> [Directions for this task]:
From the data that follows, print exactly the lines starting at the one containing "Phrase: white snow surface" and ending at the one containing "Phrase: machinery in background"; include both of them and nothing more.

-------- Input material

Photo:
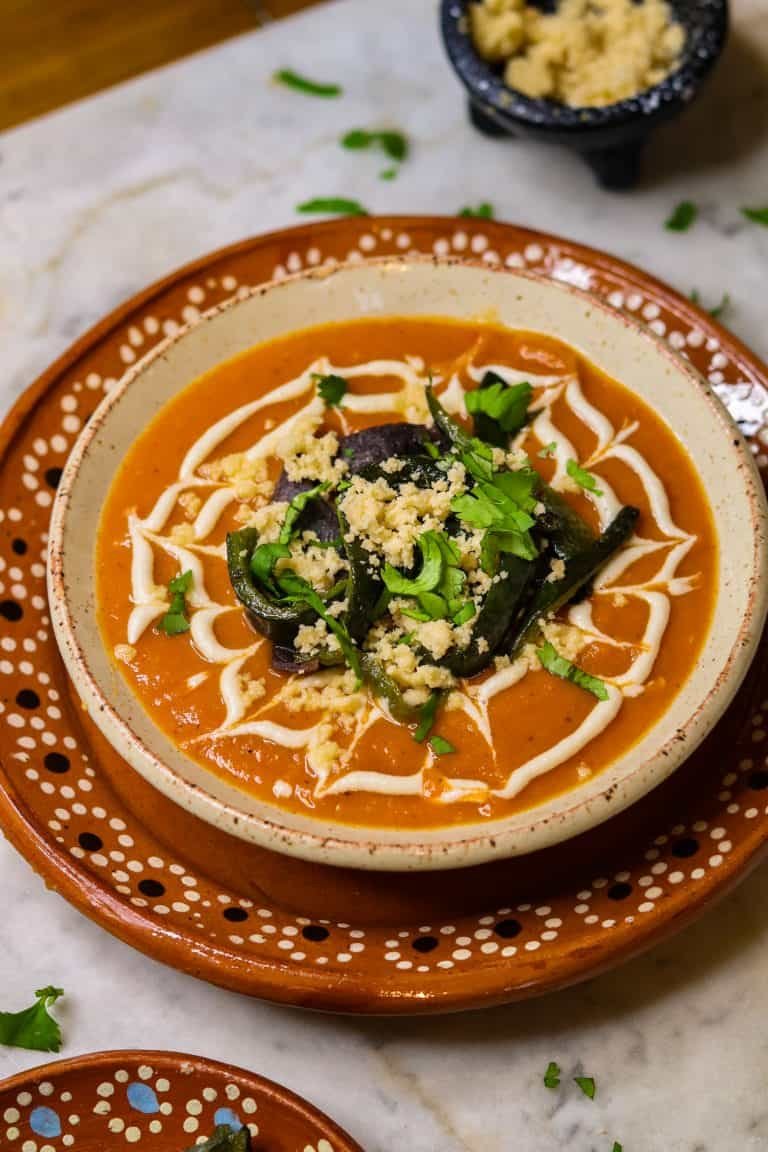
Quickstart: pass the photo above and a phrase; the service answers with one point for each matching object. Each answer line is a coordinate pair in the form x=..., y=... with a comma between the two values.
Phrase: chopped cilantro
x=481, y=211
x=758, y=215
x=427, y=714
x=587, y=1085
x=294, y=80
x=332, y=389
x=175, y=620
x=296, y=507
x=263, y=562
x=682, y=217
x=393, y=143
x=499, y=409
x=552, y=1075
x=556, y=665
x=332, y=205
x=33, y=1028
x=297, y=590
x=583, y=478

----------------
-------- Input material

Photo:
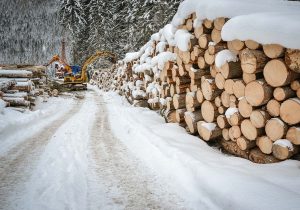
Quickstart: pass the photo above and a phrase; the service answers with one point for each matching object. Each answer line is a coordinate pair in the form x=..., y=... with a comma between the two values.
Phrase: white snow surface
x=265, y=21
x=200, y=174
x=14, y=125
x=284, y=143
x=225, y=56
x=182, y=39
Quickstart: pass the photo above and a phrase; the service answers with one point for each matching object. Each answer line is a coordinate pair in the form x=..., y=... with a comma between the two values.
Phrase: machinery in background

----------------

> [Response box]:
Phrase: white snow surface
x=265, y=21
x=200, y=174
x=14, y=125
x=284, y=143
x=225, y=56
x=182, y=39
Quickstart: pass the photo above and a phrase; the service answers with one point for each matching object. Each answer line is a coordinate pair in the form x=..., y=... with a comma between the two values.
Phrase: machinery in background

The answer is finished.